##### DATASET ENTRIES #####

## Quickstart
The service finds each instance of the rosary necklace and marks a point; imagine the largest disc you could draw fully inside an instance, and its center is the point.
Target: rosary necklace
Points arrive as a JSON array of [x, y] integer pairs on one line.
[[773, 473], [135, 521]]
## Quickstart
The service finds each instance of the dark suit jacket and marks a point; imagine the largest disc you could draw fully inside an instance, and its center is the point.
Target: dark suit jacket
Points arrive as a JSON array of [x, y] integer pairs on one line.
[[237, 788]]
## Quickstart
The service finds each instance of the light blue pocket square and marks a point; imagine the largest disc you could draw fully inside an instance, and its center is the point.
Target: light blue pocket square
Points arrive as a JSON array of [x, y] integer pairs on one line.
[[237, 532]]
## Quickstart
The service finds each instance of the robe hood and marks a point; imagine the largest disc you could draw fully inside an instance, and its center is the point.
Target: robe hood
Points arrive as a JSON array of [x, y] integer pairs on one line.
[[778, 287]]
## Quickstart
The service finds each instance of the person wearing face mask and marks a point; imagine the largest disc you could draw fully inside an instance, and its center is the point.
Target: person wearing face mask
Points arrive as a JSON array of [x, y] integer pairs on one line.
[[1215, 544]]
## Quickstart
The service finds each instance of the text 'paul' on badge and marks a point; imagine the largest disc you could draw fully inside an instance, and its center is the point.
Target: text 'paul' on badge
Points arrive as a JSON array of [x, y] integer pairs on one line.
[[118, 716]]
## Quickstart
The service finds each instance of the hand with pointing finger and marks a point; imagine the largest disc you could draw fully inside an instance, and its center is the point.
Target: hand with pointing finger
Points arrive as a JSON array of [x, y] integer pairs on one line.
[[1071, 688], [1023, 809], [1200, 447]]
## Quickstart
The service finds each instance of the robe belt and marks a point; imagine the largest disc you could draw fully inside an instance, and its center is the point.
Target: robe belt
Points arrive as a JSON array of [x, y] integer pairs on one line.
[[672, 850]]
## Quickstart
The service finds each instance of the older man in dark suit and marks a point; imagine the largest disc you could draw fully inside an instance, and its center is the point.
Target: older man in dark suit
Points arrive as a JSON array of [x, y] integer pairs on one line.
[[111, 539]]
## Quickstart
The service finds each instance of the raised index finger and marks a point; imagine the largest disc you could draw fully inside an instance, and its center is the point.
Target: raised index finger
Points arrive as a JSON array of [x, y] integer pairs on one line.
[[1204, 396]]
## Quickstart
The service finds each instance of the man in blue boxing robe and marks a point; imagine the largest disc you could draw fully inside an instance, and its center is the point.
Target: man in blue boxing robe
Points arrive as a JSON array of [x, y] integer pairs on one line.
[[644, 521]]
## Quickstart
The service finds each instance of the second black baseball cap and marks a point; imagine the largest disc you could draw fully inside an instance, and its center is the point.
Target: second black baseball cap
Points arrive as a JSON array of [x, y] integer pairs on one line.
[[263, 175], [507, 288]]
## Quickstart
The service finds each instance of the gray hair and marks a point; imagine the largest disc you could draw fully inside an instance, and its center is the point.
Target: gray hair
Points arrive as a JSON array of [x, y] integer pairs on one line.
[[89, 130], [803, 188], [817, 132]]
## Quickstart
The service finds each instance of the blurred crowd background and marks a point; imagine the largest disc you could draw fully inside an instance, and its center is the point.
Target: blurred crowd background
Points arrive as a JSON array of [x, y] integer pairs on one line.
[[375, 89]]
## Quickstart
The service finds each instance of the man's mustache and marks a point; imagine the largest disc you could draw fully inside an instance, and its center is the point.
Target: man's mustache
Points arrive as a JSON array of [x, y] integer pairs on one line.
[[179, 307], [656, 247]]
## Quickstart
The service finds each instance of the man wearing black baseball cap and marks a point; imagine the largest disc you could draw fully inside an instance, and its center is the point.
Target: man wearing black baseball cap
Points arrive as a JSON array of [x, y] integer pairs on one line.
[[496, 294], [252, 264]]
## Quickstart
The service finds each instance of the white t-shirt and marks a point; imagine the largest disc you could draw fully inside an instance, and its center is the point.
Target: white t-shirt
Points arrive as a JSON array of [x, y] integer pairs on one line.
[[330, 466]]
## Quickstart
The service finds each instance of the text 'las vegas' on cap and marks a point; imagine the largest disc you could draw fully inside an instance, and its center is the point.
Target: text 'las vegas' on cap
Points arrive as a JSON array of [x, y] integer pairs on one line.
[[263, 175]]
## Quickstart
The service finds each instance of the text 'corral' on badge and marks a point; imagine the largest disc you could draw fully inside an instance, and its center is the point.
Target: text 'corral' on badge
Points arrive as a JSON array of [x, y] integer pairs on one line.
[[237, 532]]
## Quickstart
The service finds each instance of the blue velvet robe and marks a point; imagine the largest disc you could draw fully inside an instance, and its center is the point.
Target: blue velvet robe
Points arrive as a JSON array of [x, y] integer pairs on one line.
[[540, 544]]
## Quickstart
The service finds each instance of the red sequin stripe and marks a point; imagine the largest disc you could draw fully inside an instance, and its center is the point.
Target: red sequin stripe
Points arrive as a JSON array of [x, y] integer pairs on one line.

#####

• WHAT YOU WILL DO
Give again, word for word, the records from their first line to the one with "Target: rosary necklace", and leave out all else.

• EXERCISE RESULT
## Quickstart
The service finds each instance of the rosary necklace and marks a point; imagine the largest disc you could draw fully inside an instance, and its center is the point.
Target: rosary necklace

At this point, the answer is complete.